▶ **Work task**
Your answer should be the entire listing, printed exactly.

▶ **Extracted entries**
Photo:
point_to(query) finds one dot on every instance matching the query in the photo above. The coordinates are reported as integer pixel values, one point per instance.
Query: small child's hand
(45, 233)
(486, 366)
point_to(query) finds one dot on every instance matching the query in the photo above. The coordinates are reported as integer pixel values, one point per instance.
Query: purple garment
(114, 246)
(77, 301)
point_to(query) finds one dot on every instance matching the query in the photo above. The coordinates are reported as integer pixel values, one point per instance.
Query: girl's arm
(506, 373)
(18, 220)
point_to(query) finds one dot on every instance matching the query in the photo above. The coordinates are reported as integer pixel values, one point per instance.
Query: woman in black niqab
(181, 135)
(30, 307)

▶ **Task output**
Photo:
point_to(query) finds one dot on every instance matching the query in the photo above. The coordinates are reported as integer pixel values, one point per instance.
Query: small child's hand
(45, 233)
(486, 366)
point_to(query) finds one dot on every instance matching the query in the photo above. The coordinates are reported as integer pixel values, one point per instance.
Query: purple garment
(114, 246)
(77, 301)
point_to(query) finds one dot on every instance matching the query in the photo above. The coordinates are reported as integer pixel values, one point per instance.
Query: girl's arm
(506, 373)
(18, 220)
point_to(query) finds one dot on every instance matching the query in the photo above. The coordinates are reported as integer pixel values, one point per instance.
Query: woman in black niqab
(181, 135)
(30, 307)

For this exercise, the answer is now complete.